> [Data lines]
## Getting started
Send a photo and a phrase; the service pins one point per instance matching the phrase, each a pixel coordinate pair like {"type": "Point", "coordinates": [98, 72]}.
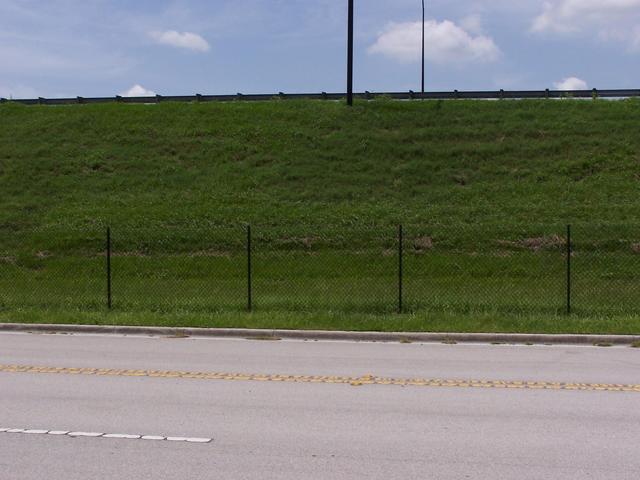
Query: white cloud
{"type": "Point", "coordinates": [445, 42]}
{"type": "Point", "coordinates": [617, 20]}
{"type": "Point", "coordinates": [187, 40]}
{"type": "Point", "coordinates": [472, 24]}
{"type": "Point", "coordinates": [138, 91]}
{"type": "Point", "coordinates": [571, 83]}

> [Written instruction] Reproduce every line of the listing above except the picture, adding 87 to each coordinate of the points listed under "white cloud" and leaving all other text, including the sample coordinates in the opening description, unchanged.

> [Complete output]
## Getting started
Send a photo and a phrase; the service pins one point per instance matching the phrase, each a pixel coordinate pair like {"type": "Point", "coordinates": [98, 72]}.
Query: white cloud
{"type": "Point", "coordinates": [532, 129]}
{"type": "Point", "coordinates": [704, 107]}
{"type": "Point", "coordinates": [274, 127]}
{"type": "Point", "coordinates": [559, 111]}
{"type": "Point", "coordinates": [225, 178]}
{"type": "Point", "coordinates": [658, 170]}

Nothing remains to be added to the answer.